→ Assigned task:
For this exercise, restate word for word only the lines from the first line of the data to the line containing "positive clicks: (32, 94)".

──────── Supplied material

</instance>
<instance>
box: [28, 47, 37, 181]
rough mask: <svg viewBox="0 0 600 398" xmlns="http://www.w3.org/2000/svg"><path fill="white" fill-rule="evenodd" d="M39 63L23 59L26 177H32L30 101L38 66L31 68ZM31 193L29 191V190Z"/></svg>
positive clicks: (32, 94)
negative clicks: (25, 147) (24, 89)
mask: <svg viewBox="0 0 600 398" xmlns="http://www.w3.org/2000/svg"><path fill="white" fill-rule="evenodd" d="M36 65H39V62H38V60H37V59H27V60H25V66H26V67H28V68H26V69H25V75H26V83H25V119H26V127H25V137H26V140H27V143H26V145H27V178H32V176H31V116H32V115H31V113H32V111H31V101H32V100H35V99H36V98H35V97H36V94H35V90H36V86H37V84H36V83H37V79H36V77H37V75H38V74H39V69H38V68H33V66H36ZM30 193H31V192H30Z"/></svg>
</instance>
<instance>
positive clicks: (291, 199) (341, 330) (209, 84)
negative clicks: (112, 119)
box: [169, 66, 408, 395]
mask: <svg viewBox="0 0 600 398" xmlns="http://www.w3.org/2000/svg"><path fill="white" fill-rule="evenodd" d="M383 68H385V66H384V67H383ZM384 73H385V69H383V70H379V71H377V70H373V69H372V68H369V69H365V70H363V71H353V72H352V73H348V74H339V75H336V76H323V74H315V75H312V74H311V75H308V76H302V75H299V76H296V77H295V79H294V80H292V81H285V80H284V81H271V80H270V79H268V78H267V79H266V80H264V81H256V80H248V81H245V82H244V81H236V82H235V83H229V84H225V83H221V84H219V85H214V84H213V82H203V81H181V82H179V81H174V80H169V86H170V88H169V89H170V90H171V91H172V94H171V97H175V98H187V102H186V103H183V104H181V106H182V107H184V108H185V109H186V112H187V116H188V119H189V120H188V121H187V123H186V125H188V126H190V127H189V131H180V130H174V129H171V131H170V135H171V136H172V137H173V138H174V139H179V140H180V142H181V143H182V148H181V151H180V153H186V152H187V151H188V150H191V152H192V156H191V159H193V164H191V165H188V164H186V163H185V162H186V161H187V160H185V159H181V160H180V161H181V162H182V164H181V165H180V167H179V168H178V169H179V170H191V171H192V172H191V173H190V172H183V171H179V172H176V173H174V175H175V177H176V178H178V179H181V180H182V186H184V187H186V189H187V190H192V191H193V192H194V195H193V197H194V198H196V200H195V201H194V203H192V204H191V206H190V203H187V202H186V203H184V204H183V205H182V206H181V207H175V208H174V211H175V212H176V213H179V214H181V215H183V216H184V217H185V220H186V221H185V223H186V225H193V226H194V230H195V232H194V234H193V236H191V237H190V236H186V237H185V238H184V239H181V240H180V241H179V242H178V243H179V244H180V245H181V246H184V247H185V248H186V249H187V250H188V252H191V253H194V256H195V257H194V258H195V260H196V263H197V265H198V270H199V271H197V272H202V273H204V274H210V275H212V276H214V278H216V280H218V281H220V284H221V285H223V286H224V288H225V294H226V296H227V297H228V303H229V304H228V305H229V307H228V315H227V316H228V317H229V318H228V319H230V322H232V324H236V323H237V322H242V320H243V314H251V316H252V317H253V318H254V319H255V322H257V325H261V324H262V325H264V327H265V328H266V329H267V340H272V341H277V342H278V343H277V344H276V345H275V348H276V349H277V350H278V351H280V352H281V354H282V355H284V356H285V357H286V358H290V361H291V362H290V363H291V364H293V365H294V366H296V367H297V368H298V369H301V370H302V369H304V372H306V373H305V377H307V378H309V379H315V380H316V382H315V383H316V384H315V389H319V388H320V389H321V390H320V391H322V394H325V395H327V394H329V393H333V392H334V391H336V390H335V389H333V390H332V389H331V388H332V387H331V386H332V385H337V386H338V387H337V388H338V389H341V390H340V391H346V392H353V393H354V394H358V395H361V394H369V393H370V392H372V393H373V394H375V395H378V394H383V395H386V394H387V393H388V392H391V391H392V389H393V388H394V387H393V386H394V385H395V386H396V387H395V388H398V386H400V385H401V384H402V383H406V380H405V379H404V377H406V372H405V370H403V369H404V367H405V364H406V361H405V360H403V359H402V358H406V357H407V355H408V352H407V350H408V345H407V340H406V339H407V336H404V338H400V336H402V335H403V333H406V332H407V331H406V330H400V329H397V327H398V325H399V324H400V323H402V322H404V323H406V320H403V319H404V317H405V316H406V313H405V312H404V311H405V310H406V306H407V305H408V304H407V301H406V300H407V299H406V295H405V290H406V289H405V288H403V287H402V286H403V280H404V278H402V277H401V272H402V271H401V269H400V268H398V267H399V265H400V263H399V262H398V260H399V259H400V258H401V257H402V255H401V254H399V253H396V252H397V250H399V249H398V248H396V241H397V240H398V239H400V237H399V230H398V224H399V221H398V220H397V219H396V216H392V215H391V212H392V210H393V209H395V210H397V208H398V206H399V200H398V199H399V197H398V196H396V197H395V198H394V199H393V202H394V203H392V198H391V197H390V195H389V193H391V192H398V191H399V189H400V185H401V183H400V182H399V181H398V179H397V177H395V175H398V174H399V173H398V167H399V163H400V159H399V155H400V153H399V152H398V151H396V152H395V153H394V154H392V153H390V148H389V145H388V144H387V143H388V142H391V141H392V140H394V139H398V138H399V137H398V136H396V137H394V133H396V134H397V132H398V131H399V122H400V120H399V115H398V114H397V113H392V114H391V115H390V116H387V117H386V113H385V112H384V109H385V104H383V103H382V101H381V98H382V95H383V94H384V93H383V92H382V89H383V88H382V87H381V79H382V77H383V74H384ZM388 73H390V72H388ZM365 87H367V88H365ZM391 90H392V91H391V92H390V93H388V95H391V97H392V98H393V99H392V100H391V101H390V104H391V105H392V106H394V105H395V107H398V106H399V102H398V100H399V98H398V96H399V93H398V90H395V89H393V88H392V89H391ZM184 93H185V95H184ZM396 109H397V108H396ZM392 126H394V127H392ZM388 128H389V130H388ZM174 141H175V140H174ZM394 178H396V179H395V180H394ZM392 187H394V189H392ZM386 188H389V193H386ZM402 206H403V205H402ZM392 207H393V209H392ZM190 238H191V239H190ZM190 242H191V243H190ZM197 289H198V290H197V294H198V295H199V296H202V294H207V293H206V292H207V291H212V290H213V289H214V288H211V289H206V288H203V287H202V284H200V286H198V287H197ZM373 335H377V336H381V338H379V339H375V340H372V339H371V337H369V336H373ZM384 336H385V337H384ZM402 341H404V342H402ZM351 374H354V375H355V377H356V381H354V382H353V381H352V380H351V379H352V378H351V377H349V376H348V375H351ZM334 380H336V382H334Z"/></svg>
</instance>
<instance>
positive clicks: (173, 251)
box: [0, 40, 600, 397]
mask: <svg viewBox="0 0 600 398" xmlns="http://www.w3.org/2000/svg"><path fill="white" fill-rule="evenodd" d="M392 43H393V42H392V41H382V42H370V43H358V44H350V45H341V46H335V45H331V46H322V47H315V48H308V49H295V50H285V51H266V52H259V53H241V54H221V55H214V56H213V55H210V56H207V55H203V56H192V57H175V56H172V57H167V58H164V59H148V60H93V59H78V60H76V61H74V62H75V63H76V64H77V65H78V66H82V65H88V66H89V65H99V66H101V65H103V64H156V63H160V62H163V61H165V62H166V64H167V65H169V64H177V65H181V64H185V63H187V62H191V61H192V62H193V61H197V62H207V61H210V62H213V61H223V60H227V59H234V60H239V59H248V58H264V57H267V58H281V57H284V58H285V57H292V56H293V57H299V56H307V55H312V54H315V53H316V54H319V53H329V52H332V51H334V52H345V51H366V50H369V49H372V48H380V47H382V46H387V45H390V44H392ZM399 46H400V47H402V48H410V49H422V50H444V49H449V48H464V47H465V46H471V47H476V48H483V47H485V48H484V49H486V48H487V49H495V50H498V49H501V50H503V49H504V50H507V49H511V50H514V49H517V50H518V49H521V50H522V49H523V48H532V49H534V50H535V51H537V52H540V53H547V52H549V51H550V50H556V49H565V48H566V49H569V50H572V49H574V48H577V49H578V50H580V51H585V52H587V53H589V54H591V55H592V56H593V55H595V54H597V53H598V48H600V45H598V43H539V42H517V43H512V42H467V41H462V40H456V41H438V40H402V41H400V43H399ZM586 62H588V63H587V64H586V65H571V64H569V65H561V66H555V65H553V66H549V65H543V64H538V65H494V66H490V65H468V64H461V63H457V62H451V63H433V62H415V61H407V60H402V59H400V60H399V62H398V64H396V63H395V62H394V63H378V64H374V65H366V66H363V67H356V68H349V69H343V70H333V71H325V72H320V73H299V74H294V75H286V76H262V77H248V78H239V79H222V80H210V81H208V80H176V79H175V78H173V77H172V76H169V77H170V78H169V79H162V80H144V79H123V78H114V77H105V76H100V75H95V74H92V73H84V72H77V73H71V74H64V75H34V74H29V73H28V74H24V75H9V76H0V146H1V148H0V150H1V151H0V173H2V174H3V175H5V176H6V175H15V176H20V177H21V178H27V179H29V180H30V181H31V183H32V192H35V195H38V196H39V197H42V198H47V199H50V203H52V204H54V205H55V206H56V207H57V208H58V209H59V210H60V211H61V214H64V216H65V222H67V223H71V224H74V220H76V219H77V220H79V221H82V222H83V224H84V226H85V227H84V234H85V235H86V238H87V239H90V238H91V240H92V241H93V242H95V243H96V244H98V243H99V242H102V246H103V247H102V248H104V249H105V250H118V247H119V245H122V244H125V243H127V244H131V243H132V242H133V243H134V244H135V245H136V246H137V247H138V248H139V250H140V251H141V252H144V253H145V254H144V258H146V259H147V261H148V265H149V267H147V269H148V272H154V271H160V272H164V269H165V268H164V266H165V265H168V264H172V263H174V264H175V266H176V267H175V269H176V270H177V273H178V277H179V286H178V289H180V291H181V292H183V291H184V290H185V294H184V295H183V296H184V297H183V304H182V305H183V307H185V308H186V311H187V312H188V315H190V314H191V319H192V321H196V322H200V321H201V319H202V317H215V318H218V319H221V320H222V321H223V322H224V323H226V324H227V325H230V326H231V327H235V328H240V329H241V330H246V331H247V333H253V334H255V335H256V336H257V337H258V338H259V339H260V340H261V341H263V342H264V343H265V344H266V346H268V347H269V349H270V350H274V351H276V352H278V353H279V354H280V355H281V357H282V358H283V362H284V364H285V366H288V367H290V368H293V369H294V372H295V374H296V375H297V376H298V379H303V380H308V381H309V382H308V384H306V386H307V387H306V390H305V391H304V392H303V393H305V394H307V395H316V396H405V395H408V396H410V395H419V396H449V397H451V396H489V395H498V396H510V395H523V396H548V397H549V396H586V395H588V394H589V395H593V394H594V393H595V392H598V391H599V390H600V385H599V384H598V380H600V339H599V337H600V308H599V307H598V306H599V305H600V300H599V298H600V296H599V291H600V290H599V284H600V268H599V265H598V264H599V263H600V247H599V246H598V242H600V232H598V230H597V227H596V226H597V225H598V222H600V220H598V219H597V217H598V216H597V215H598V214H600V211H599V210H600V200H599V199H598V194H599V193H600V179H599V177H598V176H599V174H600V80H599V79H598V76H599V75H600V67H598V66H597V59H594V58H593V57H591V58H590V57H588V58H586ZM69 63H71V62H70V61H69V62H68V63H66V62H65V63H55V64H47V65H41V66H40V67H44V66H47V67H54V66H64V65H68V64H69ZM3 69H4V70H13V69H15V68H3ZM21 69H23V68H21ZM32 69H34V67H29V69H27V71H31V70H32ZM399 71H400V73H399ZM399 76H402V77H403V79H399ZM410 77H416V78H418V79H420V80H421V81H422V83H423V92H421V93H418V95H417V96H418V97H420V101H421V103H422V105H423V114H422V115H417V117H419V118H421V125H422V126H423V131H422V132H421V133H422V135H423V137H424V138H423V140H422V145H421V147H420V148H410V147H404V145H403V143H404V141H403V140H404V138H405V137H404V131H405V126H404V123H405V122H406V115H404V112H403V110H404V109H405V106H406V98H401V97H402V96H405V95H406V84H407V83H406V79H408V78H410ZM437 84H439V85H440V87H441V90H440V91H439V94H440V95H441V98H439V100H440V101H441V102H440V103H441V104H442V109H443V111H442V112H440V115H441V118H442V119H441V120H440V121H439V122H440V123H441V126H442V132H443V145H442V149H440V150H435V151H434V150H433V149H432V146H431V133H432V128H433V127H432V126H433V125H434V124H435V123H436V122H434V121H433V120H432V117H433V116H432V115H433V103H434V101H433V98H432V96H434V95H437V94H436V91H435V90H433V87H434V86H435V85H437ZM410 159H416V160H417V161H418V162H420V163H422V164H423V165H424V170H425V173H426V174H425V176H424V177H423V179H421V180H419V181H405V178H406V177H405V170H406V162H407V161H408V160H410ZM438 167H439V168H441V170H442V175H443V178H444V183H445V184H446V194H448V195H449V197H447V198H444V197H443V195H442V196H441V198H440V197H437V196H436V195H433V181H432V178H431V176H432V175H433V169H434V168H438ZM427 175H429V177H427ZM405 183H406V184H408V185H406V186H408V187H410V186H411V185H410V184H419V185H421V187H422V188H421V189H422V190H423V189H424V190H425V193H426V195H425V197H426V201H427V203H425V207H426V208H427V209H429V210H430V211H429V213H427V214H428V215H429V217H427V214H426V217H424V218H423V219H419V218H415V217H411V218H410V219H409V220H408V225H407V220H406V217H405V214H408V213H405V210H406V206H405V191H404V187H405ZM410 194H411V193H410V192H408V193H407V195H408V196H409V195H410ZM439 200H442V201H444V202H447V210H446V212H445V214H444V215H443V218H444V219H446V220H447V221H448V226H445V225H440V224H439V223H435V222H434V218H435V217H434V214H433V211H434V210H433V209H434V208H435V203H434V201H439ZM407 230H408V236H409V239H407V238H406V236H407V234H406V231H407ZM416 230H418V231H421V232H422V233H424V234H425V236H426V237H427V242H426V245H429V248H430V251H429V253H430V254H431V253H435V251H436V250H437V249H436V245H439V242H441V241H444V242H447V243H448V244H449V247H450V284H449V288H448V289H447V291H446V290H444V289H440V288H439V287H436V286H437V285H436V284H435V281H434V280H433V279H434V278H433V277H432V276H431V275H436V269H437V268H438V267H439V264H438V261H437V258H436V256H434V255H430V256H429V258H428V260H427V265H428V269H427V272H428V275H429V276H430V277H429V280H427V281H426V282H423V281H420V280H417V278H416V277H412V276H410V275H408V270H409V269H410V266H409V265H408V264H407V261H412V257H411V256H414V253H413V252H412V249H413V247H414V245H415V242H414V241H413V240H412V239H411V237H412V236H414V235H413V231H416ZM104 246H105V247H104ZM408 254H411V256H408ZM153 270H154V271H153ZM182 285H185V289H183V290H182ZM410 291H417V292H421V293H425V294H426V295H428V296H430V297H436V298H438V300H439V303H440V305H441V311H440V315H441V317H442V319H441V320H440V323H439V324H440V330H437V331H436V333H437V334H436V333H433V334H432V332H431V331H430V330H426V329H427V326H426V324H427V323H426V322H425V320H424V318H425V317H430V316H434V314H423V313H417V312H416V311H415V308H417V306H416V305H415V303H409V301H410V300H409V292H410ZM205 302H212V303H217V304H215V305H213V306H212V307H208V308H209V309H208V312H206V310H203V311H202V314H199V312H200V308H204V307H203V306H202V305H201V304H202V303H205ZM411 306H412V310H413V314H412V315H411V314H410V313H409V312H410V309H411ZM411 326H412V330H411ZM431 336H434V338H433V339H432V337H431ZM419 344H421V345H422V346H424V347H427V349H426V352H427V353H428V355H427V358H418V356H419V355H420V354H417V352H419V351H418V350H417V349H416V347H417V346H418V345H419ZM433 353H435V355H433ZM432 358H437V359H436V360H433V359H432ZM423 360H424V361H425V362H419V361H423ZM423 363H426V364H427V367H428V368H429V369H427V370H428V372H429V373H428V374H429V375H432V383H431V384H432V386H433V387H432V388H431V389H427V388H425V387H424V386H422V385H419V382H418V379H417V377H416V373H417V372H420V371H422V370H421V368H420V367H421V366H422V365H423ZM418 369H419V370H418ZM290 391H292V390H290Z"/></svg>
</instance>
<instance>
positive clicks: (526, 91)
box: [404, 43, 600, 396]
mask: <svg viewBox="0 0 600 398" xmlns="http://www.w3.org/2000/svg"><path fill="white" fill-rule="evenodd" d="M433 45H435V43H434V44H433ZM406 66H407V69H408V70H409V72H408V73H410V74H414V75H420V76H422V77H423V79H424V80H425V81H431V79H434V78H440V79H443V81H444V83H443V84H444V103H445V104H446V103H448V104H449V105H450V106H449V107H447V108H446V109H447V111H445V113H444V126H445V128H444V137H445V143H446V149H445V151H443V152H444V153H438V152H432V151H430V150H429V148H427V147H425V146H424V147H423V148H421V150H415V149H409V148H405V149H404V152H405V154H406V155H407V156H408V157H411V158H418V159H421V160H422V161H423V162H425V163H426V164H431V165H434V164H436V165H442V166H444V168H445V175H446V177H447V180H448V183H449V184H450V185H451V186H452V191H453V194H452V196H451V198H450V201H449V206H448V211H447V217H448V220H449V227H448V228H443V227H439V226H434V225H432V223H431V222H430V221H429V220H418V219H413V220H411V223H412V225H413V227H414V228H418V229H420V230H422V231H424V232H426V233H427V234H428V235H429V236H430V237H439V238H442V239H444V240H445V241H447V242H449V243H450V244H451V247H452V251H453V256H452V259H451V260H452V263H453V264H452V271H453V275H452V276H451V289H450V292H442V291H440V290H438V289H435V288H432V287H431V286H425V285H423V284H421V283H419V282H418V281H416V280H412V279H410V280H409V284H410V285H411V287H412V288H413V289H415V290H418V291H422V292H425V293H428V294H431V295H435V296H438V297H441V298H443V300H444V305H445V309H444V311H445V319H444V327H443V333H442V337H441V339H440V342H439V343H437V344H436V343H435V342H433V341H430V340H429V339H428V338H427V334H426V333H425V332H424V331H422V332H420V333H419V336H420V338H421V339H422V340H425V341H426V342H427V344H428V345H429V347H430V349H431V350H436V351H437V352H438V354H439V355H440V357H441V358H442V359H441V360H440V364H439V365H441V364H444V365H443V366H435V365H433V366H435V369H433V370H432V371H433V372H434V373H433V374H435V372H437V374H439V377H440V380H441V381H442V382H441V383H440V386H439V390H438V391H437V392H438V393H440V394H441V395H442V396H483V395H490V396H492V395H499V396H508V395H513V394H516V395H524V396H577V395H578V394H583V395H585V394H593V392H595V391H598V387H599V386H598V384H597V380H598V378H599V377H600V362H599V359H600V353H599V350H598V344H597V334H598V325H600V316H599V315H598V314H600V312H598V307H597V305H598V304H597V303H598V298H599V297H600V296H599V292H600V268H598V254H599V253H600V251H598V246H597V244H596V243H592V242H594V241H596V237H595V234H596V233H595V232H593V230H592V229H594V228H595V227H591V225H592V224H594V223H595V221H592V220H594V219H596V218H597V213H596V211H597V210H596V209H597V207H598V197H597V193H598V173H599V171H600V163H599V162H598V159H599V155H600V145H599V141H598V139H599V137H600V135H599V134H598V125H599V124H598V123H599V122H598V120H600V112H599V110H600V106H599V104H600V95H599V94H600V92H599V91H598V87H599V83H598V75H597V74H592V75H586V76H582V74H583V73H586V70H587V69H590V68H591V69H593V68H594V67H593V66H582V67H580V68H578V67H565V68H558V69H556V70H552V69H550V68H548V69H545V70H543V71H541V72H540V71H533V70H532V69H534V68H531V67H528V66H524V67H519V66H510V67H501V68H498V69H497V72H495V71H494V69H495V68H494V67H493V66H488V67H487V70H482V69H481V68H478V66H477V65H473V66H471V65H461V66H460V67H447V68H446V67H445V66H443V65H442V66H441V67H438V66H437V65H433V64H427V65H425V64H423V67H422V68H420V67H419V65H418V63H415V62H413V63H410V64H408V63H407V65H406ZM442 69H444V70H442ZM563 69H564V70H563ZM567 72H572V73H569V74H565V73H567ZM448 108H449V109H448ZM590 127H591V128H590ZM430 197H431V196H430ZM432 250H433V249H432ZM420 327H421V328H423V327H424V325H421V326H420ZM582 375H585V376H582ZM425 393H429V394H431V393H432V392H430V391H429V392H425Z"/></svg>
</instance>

────────────────

→ Written response:
</instance>
<instance>
box: [28, 47, 37, 181]
rough mask: <svg viewBox="0 0 600 398" xmlns="http://www.w3.org/2000/svg"><path fill="white" fill-rule="evenodd" d="M39 63L23 59L26 177H32L30 101L38 66L31 68ZM31 193L29 191V190Z"/></svg>
positive clicks: (32, 94)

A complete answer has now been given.